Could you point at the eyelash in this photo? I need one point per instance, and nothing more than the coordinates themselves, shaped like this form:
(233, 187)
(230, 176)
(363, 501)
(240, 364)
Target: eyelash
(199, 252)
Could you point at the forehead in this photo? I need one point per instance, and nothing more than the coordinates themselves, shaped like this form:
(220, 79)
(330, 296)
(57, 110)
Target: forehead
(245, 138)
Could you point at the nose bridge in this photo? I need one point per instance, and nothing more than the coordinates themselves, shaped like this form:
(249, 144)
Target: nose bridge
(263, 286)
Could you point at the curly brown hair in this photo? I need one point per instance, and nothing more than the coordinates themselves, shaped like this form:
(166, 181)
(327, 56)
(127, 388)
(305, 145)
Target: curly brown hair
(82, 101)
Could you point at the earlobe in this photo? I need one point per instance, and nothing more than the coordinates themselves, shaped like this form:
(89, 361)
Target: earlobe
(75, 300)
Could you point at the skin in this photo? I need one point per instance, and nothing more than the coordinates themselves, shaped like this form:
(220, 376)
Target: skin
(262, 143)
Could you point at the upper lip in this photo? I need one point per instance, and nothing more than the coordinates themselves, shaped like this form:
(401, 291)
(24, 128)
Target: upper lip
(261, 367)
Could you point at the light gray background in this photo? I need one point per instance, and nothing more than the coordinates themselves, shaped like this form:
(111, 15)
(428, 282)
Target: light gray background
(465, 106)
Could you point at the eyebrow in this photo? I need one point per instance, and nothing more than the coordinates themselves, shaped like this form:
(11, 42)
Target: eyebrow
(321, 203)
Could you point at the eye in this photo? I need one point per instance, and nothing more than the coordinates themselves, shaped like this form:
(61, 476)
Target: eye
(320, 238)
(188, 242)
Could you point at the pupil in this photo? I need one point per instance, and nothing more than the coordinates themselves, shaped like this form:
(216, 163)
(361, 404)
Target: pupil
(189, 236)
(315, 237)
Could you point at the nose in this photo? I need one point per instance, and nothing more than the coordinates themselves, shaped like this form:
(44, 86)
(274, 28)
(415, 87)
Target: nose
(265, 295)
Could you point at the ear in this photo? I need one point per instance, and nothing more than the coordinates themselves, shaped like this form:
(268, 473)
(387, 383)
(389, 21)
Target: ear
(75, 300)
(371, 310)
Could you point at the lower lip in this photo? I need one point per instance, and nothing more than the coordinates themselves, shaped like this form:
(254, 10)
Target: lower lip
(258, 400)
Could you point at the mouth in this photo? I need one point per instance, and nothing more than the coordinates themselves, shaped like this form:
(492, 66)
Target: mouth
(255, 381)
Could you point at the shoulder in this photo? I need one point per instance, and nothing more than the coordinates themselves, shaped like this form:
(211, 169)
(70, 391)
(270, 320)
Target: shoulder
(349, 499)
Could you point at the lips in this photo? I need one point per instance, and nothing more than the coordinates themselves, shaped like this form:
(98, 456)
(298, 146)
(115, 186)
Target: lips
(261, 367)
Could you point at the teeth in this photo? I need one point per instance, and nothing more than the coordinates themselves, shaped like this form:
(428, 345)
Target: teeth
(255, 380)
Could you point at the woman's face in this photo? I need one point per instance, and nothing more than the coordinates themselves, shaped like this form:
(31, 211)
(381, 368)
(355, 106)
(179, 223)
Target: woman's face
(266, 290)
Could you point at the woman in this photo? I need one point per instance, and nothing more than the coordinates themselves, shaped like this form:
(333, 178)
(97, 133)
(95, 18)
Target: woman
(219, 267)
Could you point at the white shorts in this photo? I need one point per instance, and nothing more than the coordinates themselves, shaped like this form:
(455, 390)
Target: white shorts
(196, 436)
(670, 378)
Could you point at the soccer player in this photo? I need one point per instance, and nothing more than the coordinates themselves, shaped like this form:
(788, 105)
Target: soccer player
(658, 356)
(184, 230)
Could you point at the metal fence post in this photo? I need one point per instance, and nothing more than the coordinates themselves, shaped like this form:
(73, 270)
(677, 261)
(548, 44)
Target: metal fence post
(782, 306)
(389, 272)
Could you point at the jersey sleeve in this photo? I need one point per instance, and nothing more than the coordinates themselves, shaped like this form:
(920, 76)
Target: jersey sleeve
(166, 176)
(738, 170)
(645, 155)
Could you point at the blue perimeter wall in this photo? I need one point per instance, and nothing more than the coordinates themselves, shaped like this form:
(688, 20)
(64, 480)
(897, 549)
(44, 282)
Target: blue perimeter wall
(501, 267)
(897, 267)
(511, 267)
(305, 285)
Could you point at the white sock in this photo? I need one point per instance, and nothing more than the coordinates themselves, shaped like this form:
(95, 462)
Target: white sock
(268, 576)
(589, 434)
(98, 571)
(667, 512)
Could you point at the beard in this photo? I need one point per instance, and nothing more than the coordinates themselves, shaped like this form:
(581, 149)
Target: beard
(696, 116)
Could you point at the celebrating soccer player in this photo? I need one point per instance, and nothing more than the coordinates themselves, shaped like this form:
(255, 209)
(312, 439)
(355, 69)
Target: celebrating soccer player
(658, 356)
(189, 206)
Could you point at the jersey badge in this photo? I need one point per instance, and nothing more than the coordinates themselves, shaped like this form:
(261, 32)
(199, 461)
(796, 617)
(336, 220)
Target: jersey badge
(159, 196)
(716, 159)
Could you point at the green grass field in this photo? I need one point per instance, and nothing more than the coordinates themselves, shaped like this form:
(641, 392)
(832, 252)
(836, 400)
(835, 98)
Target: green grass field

## Problem details
In the records above, locate the lines holding the word "green". Copy each of them.

## Reply
Could you point at the green grass field in this photo? I need one point per instance, and nothing more than the coordinates themselves, shaped like this form:
Target: green grass field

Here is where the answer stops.